• EXERCISE TEXT:
As much as we’d like to think that we’re all moving in the right direction, at least half of the country isn’t. Half of this country is insane. They’re not living in reality. They’re moving in the opposite direction. How do you plan to handle the more extreme members, like in Congress?

I think that representatives have gotten really caught up in the buzzwords, catchphrases, and getting one over on another. That may work for them on social media and maybe that will get them donor money, but at the end of the day it’s the people of this country who are suffering.

One thing I’ve done from the beginning, and we’ve done it quite well, is implement a huge educational component to our campaign so when we are in the community, and when I’m in office, we plan to do this on a much larger scale. We educate voters and we don’t only speak to Democrats. We speak to unaffiliated voters, we speak to Independents, and sometimes we even speak to Republicans. We’ve actually flipped some Republicans who are now registered Democrats.

I think when representatives offer a detailed plan and facts, and I know we’re living in a wild time with alternate facts, but the average person, working families, will pay attention. We can reach them. It requires more work but I think that when we reach them, that’s when we can make things happen, and my hope is that we can get some of the representatives to do the same and stop the gaslighting of this country and actually talk about the issues at hand and lay out the solutions moving forward. I think we can do that. These other extreme folks who want to do nothing but, I don’t know, pick on someone, my hope is they will become obsolete.

You’re running in a primary that just so happens to be in a district where, for the most part, the outcome is preordained. It’s pretty blue. Even in a year that might not be kind to Democrats, keeping this seat is pretty easy. And New York is a machine town so you’ve got institutional Democrats and they’re obsessed with these seemingly more moderate, electable politicians. Sometimes it works, sometimes it doesn’t. It’s about half the time. It’s a 50/50 shot. What are you doing this time to stand out from your opponents?

• WHAT TO DO: Reproduce the campaign interview excerpt above word for word, from start to finish.

• SUPPLIED INFORMATION:
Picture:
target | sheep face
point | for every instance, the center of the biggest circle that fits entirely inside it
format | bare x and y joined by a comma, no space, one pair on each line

• RESPONSE:
As much as we’d like to think that we’re all moving in the right direction, at least half of the country isn’t. Half of this country is insane. They’re not living in reality. They’re moving in the opposite direction. How do you plan to handle the more extreme members, like in Congress?

I think that representatives have gotten really caught up in the buzzwords, catchphrases, and getting one over on another. That may work for them on social media and maybe that will get them donor money, but at the end of the day it’s the people of this country who are suffering.

One thing I’ve done from the beginning, and we’ve done it quite well, is implement a huge educational component to our campaign so when we are in the community, and when I’m in office, we plan to do this on a much larger scale. We educate voters and we don’t only speak to Democrats. We speak to unaffiliated voters, we speak to Independents, and sometimes we even speak to Republicans. We’ve actually flipped some Republicans who are now registered Democrats.

I think when representatives offer a detailed plan and facts, and I know we’re living in a wild time with alternate facts, but the average person, working families, will pay attention. We can reach them. It requires more work but I think that when we reach them, that’s when we can make things happen, and my hope is that we can get some of the representatives to do the same and stop the gaslighting of this country and actually talk about the issues at hand and lay out the solutions moving forward. I think we can do that. These other extreme folks who want to do nothing but, I don’t know, pick on someone, my hope is they will become obsolete.

You’re running in a primary that just so happens to be in a district where, for the most part, the outcome is preordained. It’s pretty blue. Even in a year that might not be kind to Democrats, keeping this seat is pretty easy. And New York is a machine town so you’ve got institutional Democrats and they’re obsessed with these seemingly more moderate, electable politicians. Sometimes it works, sometimes it doesn’t. It’s about half the time. It’s a 50/50 shot. What are you doing this time to stand out from your opponents?